-- start --
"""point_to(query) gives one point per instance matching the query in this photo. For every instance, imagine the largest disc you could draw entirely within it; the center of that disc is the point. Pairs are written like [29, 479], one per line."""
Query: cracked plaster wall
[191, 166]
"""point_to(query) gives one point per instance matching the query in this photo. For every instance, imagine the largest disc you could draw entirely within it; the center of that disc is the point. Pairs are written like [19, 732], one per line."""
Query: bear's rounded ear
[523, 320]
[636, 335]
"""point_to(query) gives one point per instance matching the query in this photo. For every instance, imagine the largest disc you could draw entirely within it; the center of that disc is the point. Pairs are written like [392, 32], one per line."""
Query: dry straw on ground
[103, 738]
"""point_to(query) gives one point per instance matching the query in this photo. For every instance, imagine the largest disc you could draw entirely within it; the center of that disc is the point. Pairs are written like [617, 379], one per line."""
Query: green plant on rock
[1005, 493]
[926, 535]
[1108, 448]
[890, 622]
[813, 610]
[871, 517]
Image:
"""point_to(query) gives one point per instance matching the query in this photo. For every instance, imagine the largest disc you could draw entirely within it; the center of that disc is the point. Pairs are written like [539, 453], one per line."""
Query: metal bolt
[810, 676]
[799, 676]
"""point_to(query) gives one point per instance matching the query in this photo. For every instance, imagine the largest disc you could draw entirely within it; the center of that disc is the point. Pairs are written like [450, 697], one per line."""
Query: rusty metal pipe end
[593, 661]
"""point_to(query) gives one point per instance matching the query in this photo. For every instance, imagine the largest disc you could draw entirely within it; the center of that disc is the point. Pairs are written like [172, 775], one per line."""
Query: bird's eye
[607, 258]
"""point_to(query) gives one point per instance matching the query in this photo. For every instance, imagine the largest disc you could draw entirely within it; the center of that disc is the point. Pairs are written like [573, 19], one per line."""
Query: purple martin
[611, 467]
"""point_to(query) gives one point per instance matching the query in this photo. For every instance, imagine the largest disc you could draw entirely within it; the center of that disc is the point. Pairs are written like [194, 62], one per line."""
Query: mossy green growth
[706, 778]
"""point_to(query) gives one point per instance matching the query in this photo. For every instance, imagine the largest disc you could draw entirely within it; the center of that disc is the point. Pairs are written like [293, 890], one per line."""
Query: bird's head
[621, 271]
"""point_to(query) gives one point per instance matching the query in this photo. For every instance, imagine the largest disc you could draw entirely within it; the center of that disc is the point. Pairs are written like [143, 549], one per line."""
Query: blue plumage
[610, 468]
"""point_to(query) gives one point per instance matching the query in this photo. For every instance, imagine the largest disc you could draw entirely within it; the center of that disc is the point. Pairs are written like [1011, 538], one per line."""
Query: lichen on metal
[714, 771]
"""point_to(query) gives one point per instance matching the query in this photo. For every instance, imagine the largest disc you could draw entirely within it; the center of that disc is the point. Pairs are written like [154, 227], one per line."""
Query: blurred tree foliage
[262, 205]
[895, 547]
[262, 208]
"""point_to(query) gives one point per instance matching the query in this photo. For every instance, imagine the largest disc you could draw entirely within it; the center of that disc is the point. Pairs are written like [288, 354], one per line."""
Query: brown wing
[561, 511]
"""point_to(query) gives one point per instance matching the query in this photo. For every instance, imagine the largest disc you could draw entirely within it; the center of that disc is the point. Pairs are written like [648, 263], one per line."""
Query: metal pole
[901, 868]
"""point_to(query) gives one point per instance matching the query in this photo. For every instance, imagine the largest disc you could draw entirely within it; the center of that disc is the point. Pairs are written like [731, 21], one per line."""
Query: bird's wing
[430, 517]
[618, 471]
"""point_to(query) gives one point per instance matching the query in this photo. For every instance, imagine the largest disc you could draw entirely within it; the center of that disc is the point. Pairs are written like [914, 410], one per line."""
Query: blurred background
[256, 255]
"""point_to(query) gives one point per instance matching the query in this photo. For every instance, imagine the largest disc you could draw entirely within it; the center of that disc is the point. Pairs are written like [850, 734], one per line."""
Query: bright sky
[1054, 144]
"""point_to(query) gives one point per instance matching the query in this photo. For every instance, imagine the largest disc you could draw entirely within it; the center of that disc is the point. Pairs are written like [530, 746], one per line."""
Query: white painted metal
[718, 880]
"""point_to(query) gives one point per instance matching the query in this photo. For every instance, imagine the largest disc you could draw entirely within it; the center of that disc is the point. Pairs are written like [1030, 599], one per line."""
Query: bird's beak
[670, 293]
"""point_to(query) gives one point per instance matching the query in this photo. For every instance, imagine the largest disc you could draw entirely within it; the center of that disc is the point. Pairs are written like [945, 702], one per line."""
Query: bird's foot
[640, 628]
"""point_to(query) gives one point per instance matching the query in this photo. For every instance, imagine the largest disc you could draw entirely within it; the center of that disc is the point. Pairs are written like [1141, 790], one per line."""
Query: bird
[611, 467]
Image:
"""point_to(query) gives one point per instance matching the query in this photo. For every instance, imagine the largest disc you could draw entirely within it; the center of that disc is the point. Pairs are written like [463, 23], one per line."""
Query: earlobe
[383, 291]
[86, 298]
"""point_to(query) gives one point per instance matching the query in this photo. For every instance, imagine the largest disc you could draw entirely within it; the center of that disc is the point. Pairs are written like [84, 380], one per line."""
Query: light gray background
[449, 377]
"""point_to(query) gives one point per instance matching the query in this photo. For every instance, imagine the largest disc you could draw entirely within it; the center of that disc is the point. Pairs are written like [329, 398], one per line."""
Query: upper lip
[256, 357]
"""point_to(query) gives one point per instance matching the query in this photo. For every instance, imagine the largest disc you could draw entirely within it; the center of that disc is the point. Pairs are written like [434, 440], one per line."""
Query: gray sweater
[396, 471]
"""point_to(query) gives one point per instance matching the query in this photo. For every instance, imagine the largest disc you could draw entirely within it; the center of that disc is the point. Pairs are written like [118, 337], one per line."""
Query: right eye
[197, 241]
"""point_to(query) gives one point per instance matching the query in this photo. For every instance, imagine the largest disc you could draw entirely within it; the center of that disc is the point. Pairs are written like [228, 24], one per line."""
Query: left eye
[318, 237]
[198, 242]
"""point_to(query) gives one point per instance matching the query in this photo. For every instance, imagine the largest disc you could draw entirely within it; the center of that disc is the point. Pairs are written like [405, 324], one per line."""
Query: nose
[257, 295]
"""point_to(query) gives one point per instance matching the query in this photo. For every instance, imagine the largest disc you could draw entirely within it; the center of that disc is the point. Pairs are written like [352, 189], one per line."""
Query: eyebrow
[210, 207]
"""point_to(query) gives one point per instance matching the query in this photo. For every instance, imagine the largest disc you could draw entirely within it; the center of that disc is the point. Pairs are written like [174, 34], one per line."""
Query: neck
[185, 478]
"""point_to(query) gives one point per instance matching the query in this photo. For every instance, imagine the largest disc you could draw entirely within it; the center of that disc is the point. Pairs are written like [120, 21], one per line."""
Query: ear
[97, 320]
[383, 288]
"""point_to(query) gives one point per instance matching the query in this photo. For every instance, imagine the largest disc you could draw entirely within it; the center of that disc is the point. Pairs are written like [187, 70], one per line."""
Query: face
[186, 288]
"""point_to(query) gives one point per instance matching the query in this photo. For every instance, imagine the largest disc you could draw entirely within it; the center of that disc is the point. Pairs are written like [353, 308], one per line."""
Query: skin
-- end --
Change every "disc" to "circle" in the stretch from the line containing "[120, 21], one" through the end of the lines, and give only that stretch with nothing else altered.

"""point_to(query) gives one point per instance matching the query in this photo. For every instance, imagine the largest circle you could draw entirely within it; the center of that circle is the point. Pairs are written like [120, 21], one per line."""
Query: ear
[97, 320]
[383, 288]
"""point_to(query) gives one point per instance matching the query in this photo. For every instance, imagine the largest circle you could draw entirely within it; the center of that circle is the point. Pairs are written like [187, 70], one per line."""
Query: face
[186, 288]
"""point_to(query) gives one point per instance matching the query in this photo. For every instance, imagine the largest circle you could draw entirely within it; the center of that circle is the point. Pairs are written like [353, 308], one per line."""
Query: skin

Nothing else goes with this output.